#### [Dataset extract]
● ● ● ●

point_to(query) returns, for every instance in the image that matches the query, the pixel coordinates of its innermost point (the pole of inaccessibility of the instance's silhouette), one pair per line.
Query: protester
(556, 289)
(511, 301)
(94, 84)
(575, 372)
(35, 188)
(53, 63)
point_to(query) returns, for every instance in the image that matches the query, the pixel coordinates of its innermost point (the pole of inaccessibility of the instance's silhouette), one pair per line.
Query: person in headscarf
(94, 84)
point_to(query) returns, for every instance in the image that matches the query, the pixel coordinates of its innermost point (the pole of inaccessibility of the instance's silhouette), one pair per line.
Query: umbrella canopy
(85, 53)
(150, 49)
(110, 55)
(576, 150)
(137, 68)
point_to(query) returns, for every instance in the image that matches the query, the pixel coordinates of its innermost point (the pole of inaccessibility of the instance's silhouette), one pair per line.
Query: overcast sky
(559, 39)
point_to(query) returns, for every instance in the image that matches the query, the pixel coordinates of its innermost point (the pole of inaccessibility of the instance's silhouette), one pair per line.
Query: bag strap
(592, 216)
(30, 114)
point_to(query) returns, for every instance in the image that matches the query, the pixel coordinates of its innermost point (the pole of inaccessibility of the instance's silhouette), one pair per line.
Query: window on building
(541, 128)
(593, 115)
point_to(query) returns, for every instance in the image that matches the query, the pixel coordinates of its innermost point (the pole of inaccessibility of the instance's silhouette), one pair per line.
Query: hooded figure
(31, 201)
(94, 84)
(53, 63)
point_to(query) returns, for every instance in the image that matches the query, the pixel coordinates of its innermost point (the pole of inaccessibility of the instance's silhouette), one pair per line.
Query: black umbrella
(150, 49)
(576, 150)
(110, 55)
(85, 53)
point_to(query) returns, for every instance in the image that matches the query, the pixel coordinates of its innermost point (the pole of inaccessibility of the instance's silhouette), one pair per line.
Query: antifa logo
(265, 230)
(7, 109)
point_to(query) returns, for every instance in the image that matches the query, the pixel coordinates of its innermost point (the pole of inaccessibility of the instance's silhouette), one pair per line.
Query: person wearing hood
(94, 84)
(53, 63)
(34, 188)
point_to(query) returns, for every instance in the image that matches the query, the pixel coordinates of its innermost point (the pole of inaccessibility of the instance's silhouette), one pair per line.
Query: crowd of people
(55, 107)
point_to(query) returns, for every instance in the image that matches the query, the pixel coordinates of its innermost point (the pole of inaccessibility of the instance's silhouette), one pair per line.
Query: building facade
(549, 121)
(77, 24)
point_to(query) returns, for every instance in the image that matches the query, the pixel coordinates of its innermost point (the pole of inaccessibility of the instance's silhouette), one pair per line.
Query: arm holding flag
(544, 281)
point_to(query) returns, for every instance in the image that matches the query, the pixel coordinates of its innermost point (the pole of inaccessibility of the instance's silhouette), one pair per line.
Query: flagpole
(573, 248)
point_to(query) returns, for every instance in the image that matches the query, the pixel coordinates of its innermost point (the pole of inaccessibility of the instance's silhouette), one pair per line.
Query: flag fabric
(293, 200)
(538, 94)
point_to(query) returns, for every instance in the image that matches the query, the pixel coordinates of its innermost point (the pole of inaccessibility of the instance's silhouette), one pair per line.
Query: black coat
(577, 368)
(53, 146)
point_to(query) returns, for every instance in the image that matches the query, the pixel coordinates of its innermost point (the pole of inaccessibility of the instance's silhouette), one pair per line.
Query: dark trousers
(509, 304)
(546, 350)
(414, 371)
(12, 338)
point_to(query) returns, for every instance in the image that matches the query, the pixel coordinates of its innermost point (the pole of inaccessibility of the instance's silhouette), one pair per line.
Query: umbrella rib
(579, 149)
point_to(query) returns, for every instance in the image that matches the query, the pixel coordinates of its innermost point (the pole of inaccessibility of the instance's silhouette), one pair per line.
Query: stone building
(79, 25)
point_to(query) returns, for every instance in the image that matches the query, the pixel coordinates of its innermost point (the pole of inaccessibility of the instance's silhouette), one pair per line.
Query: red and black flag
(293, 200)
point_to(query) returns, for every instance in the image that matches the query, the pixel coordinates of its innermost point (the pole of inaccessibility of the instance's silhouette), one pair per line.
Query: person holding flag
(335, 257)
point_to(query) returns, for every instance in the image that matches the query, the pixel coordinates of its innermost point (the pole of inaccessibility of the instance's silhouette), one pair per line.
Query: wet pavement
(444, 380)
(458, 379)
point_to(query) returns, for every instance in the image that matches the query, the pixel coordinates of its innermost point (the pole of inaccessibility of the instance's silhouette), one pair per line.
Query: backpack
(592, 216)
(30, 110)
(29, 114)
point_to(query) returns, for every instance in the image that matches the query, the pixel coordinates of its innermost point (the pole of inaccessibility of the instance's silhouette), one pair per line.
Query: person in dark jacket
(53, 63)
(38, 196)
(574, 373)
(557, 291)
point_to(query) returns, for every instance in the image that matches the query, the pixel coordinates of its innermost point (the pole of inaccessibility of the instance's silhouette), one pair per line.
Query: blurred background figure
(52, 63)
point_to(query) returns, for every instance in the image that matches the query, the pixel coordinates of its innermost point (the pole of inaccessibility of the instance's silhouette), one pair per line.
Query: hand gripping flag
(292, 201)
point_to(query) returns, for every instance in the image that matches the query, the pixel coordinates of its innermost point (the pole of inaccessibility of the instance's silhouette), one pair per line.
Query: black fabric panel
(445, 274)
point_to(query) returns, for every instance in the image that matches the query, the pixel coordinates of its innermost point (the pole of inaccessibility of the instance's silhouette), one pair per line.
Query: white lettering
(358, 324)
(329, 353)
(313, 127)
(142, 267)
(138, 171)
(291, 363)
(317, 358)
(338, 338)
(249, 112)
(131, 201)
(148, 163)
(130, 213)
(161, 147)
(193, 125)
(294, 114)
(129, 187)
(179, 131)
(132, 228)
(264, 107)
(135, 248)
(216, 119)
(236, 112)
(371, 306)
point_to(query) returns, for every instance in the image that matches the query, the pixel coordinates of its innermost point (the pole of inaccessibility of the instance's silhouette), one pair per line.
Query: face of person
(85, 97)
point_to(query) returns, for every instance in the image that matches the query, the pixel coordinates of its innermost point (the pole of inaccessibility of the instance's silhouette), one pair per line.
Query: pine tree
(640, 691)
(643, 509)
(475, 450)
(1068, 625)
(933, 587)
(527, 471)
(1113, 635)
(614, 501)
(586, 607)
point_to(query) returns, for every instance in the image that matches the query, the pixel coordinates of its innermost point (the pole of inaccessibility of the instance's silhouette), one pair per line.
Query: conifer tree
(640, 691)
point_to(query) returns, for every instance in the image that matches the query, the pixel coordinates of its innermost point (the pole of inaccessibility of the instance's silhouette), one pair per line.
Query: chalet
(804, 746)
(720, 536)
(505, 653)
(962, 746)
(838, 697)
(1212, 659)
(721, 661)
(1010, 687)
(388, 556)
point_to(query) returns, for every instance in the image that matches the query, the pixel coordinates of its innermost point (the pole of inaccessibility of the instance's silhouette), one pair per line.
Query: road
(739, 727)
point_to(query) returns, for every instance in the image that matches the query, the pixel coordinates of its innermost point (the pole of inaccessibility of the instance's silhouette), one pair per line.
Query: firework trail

● ● ● ●

#### [Problem statement]
Which lines of the records contain the word "person"? List each one in full, and treat the match as case-sensitive.

#### [The result]
Query: person in headscarf
Query: person wearing hood
Query: person holding flag
Query: person in dark jacket
Query: face of person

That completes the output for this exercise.